▶ Goal
Rewrite the rows below as a JSON list of strings, one string per line, leaving out any blank lines.

▶ Source records
+ + + + +

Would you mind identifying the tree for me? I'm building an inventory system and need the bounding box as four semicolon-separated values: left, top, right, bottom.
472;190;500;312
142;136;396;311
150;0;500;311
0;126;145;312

+ + + + +

▶ Solution to this exercise
[
  "Would you mind identifying the tree for me? I'm building an inventory system and need the bounding box as four semicolon-separated values: left, top, right, bottom.",
  "472;190;500;312",
  "142;136;396;311",
  "150;0;500;311",
  "0;126;145;312"
]